§ Text extract:
○ ○ ○ ○ ○ ○ ○
Now, we -- as I intimated we could also, as it relates to thinking about the total quantum available not just the $600 million, but we are -- other than MACH Gen -- very light or don't have term B in the structure and could look to implement the term B and use those proceeds to also come at the existing debt.
Jeremy McGuire - SVP, CFO, Acting CAO
I would just append to that comment, our PEDFA municipal bonds have double trigger, so it would be change in control and a down grade.
Paul Farr - President, CEO
Right.
Jeremy McGuire - SVP, CFO, Acting CAO
So you can have a change in control with no down grade and they stay in place.
Julian Dumoulin-Smith - Analyst
Got it. Okay. And then just lastly, guidance real quickly here, cash tax rate going forward, is there kind of a good run-rate number?
And then secondly on Harquahala, is there any specifically that you're waiting for? You kind of say end of year. I mean what could transpire in your mind, just to be clear?
Paul Farr - President, CEO
Let me take that one. I'll let Jeremy take the tax one. We are already in discussions with various parties that are load serving entities in the market there. So those have been under way.
We completed with Siemens and another party -- those were the -- I referenced two parties one of which has actually moved CCGT, so I think we have a very good bead on the costs and we're looking at sites primarily in the east to relocate one or more of the units to the extent that we're not successful with a counter-party up there.
When I think of the amount of coal fired generation that exists in the southwest, significantly including Arizona, with environmental, with low gas, to me it would be a shame to not be able to find a way to transact with a party out there to have these very low heat rate, very low run-time units. That would be the most ideal I'd say because that creates immediate value where we would be in a probably a total of a three-year process of permitting and relocation to be able to get those located to -- you know, Athens has room for another unit; there's other sites in New Jersey and PA and Mass that we are looking at to be able to relocate to as well.
○ ○ ○ ○ ○ ○ ○
Dataset items:
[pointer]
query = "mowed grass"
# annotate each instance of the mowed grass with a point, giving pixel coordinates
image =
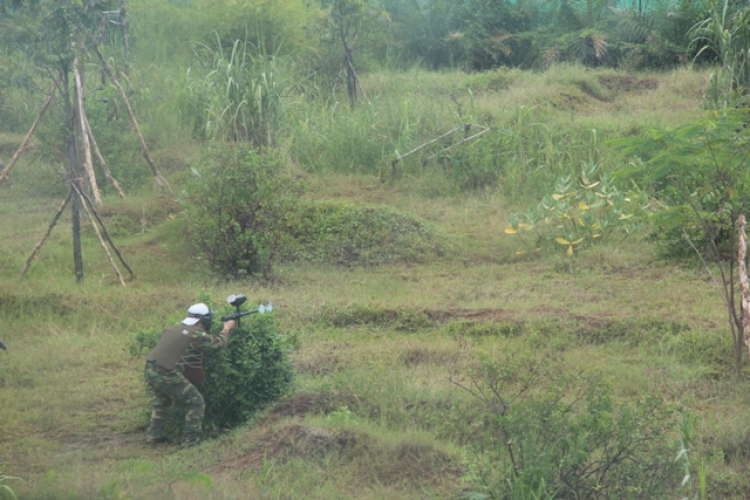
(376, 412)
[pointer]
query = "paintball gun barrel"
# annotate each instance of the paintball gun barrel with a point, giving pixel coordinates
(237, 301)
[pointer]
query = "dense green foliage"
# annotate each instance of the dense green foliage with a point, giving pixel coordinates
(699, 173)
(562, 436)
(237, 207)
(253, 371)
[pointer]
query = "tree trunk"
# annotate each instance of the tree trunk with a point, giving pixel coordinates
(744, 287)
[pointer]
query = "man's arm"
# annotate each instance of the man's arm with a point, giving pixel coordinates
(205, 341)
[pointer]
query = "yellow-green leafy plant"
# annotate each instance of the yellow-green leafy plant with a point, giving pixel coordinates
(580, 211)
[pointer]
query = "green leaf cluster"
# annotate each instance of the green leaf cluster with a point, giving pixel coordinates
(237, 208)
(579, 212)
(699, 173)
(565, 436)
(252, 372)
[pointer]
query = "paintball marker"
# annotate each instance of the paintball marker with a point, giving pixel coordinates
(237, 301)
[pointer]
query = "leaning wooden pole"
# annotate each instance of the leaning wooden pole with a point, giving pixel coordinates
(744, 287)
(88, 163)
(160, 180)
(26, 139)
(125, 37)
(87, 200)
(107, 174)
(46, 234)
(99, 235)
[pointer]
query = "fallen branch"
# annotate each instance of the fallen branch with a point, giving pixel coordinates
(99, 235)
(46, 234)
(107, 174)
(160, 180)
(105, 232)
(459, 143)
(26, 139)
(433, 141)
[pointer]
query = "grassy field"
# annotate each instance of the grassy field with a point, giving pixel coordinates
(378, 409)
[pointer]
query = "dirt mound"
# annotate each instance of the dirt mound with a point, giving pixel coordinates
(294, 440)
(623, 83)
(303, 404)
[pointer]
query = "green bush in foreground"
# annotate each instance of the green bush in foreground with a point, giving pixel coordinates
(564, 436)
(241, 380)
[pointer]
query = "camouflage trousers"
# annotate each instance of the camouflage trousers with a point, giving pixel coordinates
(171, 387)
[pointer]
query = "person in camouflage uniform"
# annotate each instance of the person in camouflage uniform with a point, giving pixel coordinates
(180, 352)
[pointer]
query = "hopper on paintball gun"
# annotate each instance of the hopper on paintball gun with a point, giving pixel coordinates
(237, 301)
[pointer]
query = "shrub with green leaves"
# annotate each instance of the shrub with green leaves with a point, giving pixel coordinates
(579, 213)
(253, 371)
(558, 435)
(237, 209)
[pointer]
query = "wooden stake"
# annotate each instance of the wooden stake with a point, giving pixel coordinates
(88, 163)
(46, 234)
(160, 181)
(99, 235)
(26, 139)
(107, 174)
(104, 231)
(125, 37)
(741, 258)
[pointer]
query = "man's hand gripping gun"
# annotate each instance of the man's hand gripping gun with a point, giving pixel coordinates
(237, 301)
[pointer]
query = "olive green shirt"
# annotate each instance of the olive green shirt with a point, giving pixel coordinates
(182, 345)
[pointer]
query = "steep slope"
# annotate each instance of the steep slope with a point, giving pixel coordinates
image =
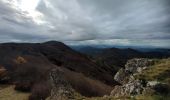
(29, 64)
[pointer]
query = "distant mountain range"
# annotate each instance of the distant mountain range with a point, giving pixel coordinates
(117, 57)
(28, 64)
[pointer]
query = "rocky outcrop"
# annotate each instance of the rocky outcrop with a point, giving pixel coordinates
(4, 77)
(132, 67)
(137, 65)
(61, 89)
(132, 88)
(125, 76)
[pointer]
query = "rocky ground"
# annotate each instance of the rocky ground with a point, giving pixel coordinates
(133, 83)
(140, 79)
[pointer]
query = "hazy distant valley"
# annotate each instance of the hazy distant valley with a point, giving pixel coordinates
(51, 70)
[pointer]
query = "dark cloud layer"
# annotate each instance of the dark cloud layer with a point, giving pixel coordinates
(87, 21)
○ ○ ○ ○ ○ ○ ○
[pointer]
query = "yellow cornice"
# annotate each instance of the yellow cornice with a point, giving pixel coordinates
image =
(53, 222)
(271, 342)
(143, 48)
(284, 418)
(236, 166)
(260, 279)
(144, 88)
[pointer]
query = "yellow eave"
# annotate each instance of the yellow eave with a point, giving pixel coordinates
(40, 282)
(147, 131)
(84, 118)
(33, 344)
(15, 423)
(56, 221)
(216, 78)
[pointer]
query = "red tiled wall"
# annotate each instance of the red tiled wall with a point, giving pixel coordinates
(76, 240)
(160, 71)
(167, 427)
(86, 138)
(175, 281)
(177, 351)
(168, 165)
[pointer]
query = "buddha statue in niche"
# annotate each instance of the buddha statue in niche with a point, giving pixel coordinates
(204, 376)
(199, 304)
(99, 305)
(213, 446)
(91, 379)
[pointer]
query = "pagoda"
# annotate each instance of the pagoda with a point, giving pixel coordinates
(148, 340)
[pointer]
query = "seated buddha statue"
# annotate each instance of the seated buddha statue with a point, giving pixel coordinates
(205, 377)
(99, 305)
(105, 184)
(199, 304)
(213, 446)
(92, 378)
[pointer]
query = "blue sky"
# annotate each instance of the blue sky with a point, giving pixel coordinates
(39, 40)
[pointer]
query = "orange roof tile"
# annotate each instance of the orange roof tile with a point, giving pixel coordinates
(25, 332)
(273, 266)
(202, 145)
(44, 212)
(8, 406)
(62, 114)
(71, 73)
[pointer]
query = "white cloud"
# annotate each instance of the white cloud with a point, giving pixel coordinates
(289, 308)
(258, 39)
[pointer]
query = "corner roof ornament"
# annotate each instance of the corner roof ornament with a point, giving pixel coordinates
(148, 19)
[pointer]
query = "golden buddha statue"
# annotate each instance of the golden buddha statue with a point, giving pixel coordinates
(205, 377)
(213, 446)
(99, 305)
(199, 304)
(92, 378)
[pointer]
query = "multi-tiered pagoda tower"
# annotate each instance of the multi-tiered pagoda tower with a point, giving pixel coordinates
○ ○ ○ ○ ○ ○ ○
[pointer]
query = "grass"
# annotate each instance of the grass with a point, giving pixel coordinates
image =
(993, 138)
○ ○ ○ ○ ○ ○ ○
Answer these questions using the call transcript.
(a) What two events make up the double trigger on the PEDFA municipal bonds?
(b) With what kind of parties in the market is the company already in discussions about Harquahala?
(c) Which site does Paul Farr say has room for another unit?

(a) A change in control and a downgrade.
(b) Load serving entities.
(c) Athens.